WHAT THE TASK REQUIRES:
Lay out the lines of the records below as a numbered list, from the line with "form [(106, 398)]." to the line with "[(459, 408), (251, 396)]", including both of those lines. Leave out blank lines and include no other lines.

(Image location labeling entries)
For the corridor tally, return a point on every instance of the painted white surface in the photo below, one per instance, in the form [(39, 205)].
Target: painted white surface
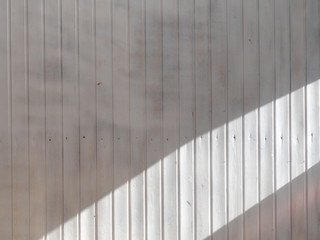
[(171, 119)]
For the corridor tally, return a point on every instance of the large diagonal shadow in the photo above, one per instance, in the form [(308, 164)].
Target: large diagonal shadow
[(154, 128)]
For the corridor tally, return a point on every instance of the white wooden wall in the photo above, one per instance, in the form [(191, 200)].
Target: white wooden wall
[(159, 119)]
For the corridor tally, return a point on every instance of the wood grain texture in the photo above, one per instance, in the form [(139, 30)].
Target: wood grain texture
[(170, 119)]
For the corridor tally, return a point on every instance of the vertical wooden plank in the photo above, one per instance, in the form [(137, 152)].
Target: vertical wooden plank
[(187, 118), (53, 121), (298, 81), (170, 118), (235, 121), (70, 106), (5, 126), (37, 120), (219, 118), (121, 90), (313, 76), (251, 120), (87, 119), (267, 91), (138, 140), (203, 118), (19, 94), (282, 115), (104, 119), (154, 116)]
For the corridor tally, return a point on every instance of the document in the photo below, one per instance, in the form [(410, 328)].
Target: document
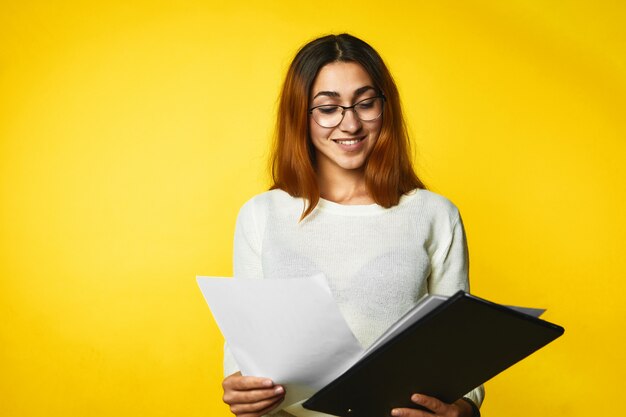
[(289, 330)]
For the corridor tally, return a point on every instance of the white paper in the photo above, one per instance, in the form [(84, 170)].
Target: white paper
[(289, 330)]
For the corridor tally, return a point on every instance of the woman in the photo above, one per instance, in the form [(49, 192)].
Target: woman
[(346, 202)]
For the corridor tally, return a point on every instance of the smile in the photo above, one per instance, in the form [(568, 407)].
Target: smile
[(348, 142)]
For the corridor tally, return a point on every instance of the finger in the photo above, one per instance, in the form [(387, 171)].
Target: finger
[(251, 396), (242, 383), (258, 408), (432, 403)]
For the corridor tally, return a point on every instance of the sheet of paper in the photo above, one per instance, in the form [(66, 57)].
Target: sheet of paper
[(289, 330)]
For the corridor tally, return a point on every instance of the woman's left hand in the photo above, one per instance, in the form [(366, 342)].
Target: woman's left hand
[(459, 408)]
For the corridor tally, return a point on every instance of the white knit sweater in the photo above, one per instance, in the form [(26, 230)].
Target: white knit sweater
[(378, 262)]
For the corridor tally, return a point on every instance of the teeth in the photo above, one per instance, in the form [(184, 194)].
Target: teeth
[(348, 142)]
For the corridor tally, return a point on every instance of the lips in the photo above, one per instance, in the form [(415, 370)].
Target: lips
[(348, 142)]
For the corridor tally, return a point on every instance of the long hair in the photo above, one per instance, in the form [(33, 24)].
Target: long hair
[(388, 170)]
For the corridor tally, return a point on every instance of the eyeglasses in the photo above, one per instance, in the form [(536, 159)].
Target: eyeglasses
[(331, 115)]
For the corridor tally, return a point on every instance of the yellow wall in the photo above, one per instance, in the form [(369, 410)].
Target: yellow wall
[(131, 134)]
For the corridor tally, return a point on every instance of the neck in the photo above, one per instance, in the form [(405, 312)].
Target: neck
[(344, 187)]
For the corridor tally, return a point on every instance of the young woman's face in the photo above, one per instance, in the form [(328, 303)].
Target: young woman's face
[(347, 145)]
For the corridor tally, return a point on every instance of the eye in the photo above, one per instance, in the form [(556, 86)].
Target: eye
[(328, 109), (368, 103)]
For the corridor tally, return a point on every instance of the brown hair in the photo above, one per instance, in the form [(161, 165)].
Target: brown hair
[(388, 171)]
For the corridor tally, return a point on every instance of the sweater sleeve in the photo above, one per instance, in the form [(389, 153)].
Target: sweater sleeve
[(449, 266), (449, 273), (246, 261)]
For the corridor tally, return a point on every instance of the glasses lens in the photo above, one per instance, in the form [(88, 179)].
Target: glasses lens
[(369, 109), (331, 115), (328, 116)]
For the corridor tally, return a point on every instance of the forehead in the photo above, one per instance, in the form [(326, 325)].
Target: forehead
[(341, 77)]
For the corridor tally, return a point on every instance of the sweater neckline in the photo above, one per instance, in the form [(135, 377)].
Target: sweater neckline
[(360, 209)]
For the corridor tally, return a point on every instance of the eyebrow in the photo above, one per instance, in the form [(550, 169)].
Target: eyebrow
[(357, 92)]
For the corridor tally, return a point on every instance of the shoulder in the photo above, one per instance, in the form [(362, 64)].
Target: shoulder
[(426, 203), (269, 199)]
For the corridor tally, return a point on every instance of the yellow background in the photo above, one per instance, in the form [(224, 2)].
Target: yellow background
[(131, 133)]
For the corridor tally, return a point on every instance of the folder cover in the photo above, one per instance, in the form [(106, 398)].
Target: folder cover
[(454, 348)]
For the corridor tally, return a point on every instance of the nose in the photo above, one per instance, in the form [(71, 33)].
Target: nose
[(350, 121)]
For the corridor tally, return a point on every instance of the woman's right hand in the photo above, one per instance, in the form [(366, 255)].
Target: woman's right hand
[(251, 396)]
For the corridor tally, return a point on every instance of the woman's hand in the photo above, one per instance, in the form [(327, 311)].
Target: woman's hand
[(459, 408), (251, 396)]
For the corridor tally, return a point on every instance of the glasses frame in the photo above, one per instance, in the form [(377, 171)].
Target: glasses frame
[(345, 108)]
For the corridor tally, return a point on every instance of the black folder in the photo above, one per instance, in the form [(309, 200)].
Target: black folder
[(454, 348)]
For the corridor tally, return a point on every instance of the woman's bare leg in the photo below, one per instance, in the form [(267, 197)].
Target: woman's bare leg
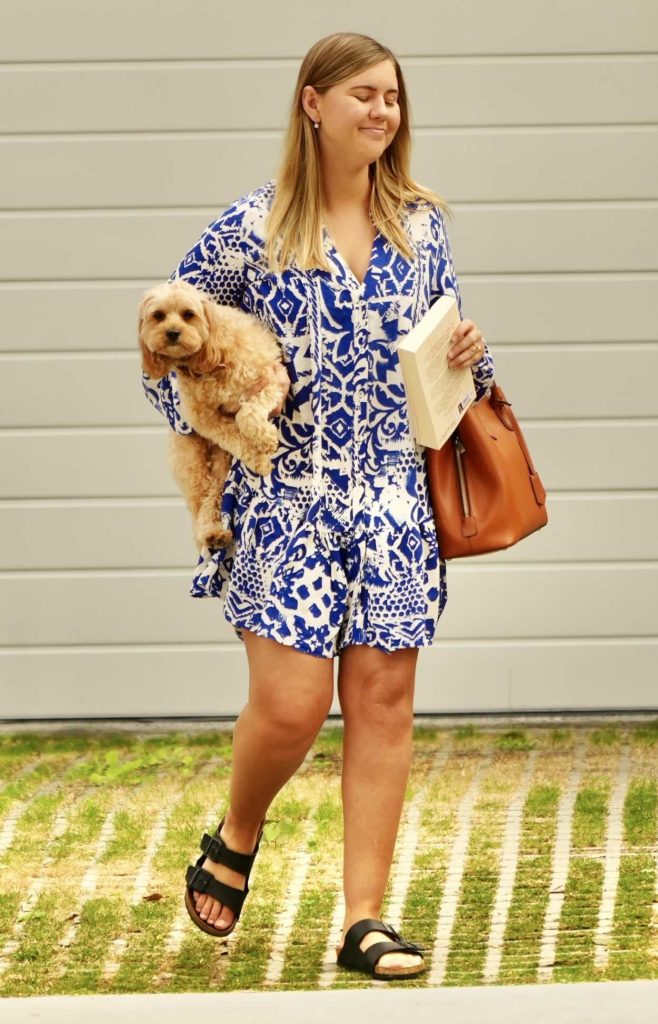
[(290, 695), (376, 690)]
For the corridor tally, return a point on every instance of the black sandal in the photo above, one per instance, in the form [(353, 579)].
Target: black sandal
[(200, 880), (352, 956)]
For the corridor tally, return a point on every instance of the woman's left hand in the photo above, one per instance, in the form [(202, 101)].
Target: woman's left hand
[(467, 345)]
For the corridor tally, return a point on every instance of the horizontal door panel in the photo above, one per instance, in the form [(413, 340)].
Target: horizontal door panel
[(577, 238), (555, 307), (155, 96), (127, 29), (116, 462), (157, 532), (476, 677), (496, 165), (484, 602), (104, 389)]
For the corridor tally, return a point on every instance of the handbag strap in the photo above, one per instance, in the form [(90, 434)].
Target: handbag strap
[(503, 411)]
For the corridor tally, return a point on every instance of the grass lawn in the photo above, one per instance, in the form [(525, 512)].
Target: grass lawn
[(523, 856)]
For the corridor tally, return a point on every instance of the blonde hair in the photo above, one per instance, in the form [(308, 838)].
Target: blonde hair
[(294, 226)]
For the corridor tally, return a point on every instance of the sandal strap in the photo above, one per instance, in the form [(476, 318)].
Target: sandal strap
[(200, 880), (215, 848), (396, 942), (377, 950)]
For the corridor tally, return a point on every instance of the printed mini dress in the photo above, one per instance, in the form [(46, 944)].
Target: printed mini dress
[(337, 545)]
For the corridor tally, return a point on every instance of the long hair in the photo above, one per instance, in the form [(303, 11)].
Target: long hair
[(294, 226)]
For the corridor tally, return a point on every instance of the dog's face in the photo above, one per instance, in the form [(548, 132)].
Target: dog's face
[(173, 326)]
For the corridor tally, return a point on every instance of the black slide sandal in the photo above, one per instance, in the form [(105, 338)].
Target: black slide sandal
[(352, 956), (200, 880)]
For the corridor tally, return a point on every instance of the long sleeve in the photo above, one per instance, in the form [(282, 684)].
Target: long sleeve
[(216, 265), (444, 282)]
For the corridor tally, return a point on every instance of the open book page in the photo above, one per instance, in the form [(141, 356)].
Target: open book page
[(437, 394)]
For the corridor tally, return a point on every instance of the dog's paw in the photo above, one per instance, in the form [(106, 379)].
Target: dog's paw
[(214, 537), (260, 464)]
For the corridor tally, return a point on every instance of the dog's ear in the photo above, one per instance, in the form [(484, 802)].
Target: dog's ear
[(155, 366), (212, 353)]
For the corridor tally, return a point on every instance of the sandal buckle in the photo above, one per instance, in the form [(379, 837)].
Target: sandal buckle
[(213, 846), (199, 887)]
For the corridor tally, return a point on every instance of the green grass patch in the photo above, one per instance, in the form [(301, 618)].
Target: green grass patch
[(63, 942)]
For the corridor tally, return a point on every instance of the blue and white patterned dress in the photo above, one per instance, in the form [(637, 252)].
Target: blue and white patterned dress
[(338, 545)]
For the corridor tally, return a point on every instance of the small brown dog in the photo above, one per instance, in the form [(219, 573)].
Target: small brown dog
[(230, 378)]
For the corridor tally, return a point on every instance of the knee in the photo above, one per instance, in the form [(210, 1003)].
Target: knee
[(294, 719), (383, 700)]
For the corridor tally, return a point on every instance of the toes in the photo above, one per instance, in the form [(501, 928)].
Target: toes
[(204, 906)]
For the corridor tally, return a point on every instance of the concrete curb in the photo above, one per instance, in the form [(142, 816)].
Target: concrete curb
[(589, 1003)]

FULL OUTPUT:
1. For the corridor tally, return a point on every instance of the folder cover in the photo above, one per instance, in the form [(106, 398)].
2. Target: folder cover
3. [(454, 348)]
4. For the corridor tally, return a point on every instance of the nose in the photo above, one per instance, in the form [(71, 33)].
5. Target: nose
6. [(350, 121)]
7. For the corridor tally, return a point on every instance of the woman's right hand in the photo above, one per instance, in the form [(366, 255)].
8. Target: woman's right hand
9. [(251, 396)]
10. For the corridor tally, return a point on every instance of the woman's hand in the photo above, one per instance, in the form [(327, 311)].
11. Target: woman's hand
12. [(459, 408), (251, 396)]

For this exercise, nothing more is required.